# TASK DESCRIPTION
Convert every line of the material below into a numbered list, skipping any blank lines. Leave the pictures out of your answer.

Excerpts of bounding box data
'''
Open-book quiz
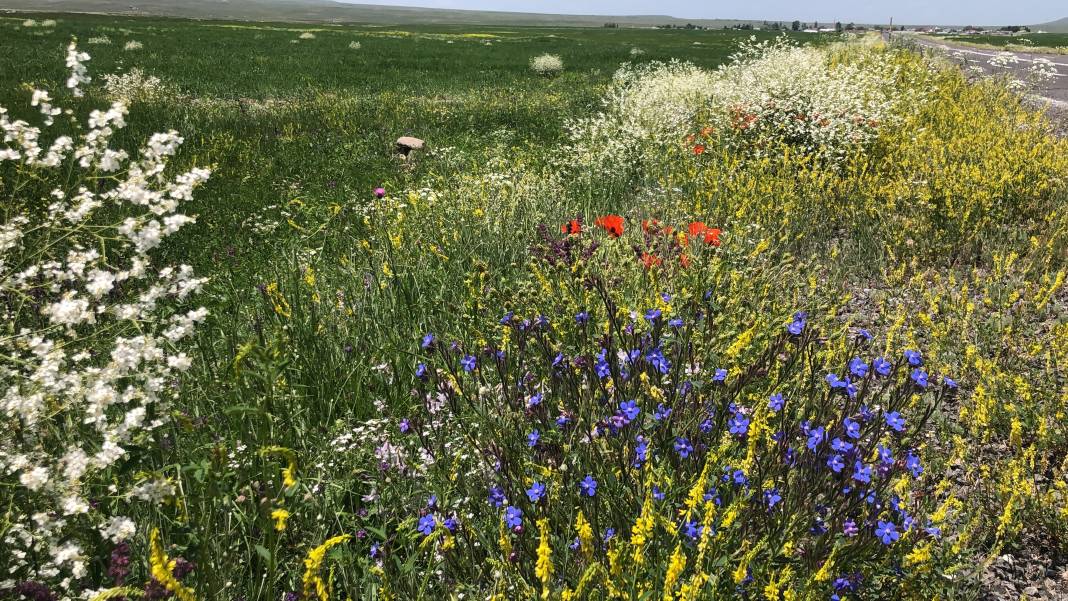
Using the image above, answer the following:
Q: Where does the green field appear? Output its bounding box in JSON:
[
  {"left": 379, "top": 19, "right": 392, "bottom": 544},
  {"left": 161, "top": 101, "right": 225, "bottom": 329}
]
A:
[{"left": 0, "top": 10, "right": 1068, "bottom": 601}]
'''
# ANSWER TO THE EXERCISE
1. Open-book quiz
2. Using the image above, answer the following:
3. Q: Where does the green field appear? Output its bounding box in JSON:
4. [
5.   {"left": 379, "top": 19, "right": 392, "bottom": 544},
6.   {"left": 161, "top": 101, "right": 225, "bottom": 329}
7. ]
8. A:
9. [{"left": 0, "top": 10, "right": 1068, "bottom": 601}]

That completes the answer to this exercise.